Exercise prompt
Starting at the line that contains "box: [41, 602, 150, 718]", restate every line word for word through the end of the entries.

----------

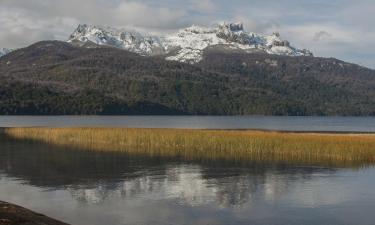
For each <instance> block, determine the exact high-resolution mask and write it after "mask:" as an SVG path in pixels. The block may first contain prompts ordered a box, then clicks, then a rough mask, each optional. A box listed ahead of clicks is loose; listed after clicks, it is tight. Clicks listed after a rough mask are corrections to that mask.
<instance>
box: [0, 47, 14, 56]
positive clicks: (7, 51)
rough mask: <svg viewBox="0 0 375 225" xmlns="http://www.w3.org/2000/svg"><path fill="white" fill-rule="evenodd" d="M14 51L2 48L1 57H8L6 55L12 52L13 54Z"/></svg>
mask: <svg viewBox="0 0 375 225" xmlns="http://www.w3.org/2000/svg"><path fill="white" fill-rule="evenodd" d="M12 51H13V50H12V49H9V48H0V57H2V56H4V55H6V54H9V53H10V52H12Z"/></svg>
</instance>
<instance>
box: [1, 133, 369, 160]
mask: <svg viewBox="0 0 375 225" xmlns="http://www.w3.org/2000/svg"><path fill="white" fill-rule="evenodd" d="M3 133H4V134H5V135H7V136H9V137H12V138H16V139H21V140H33V141H39V142H44V143H49V144H55V145H59V146H72V147H78V148H81V149H85V150H92V151H111V152H118V151H123V152H126V153H134V154H147V155H150V156H168V157H181V158H183V159H187V160H234V161H257V162H274V163H275V162H276V163H294V164H303V165H324V166H340V167H347V166H366V165H372V164H374V163H375V135H371V134H317V133H282V132H262V131H235V130H183V129H130V128H6V129H4V130H3Z"/></svg>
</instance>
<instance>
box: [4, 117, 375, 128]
mask: <svg viewBox="0 0 375 225" xmlns="http://www.w3.org/2000/svg"><path fill="white" fill-rule="evenodd" d="M0 127H132V128H192V129H198V128H202V129H265V130H284V131H334V132H375V117H287V116H286V117H276V116H0Z"/></svg>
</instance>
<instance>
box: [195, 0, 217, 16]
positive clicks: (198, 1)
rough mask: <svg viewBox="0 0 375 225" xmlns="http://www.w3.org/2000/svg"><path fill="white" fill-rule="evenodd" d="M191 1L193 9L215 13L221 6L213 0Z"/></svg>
mask: <svg viewBox="0 0 375 225" xmlns="http://www.w3.org/2000/svg"><path fill="white" fill-rule="evenodd" d="M190 2H191V4H192V8H191V9H192V10H197V11H199V12H208V13H213V12H215V11H216V10H218V8H219V7H218V5H216V4H215V3H214V2H213V1H212V0H190Z"/></svg>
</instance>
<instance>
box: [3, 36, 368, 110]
mask: <svg viewBox="0 0 375 225" xmlns="http://www.w3.org/2000/svg"><path fill="white" fill-rule="evenodd" d="M0 113H1V114H43V115H48V114H53V115H57V114H64V115H66V114H187V115H190V114H202V115H251V114H262V115H375V72H374V71H373V70H370V69H366V68H363V67H360V66H357V65H353V64H349V63H345V62H342V61H339V60H336V59H323V58H316V57H287V56H276V55H268V54H261V53H254V54H245V53H241V52H228V51H223V50H220V47H217V48H212V49H210V50H207V51H206V53H205V56H204V59H203V60H202V61H201V62H200V63H198V64H195V65H190V64H185V63H180V62H172V61H166V60H165V59H163V58H162V57H143V56H139V55H137V54H134V53H130V52H127V51H124V50H118V49H114V48H107V47H102V48H80V47H74V46H72V45H70V44H68V43H64V42H58V41H53V42H51V41H49V42H39V43H36V44H34V45H32V46H30V47H28V48H24V49H19V50H17V51H14V52H12V53H10V54H8V55H6V56H4V57H1V58H0Z"/></svg>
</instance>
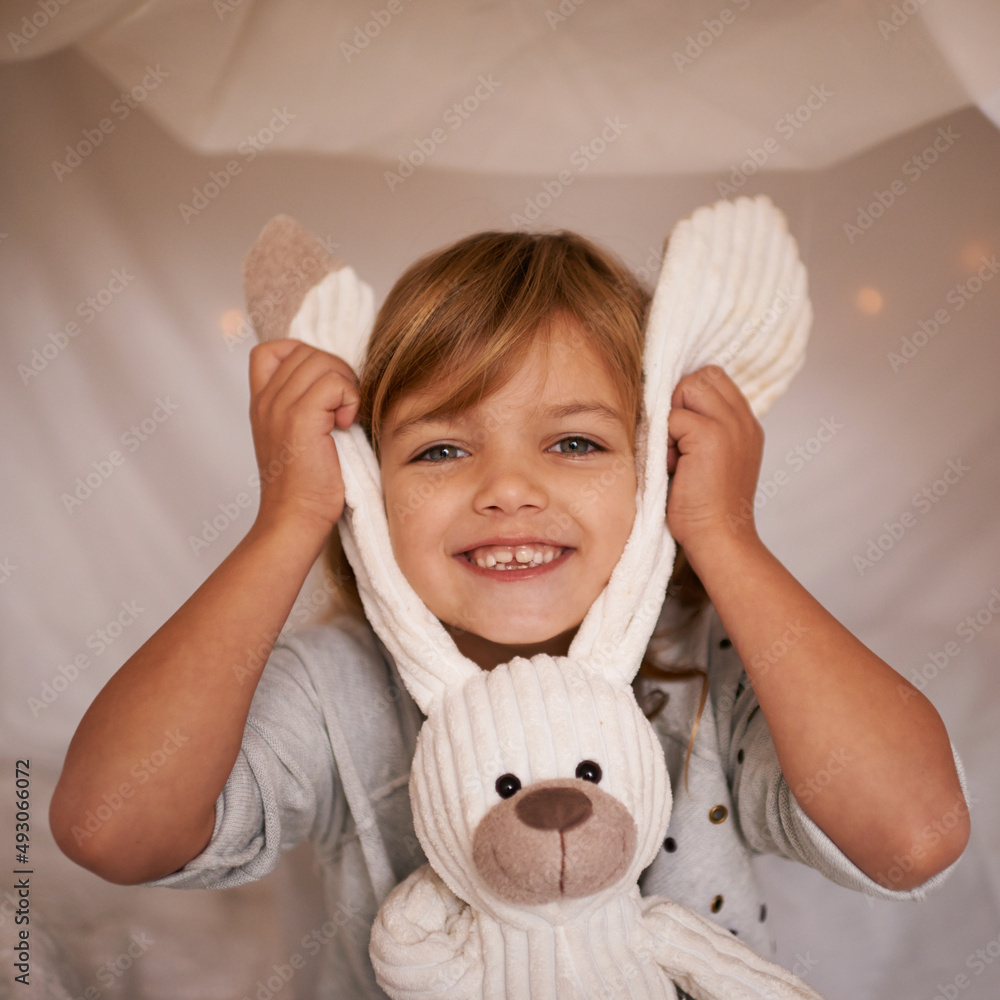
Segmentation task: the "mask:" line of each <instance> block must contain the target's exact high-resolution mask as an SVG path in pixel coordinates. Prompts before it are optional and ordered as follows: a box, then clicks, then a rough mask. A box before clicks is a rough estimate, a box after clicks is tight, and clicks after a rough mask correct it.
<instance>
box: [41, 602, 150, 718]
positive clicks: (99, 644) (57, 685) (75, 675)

----------

Response
box: [41, 602, 150, 718]
positive clicks: (99, 644) (57, 685) (75, 675)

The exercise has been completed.